**EXERCISE INSTRUCTIONS**
Turn the records below into a numbered list with one line per item, and leave out any blank lines.

**TASK INPUT**
⁂

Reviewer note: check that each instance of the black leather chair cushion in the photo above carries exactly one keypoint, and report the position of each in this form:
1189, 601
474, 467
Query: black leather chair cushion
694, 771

⁂

**FULL ANSWER**
1. Reviewer note: check that each instance of the black leather chair cushion in the photo above carries exactly one keypoint, and report the position of each in this form:
2. 1189, 601
3. 474, 467
4. Query: black leather chair cushion
5. 694, 771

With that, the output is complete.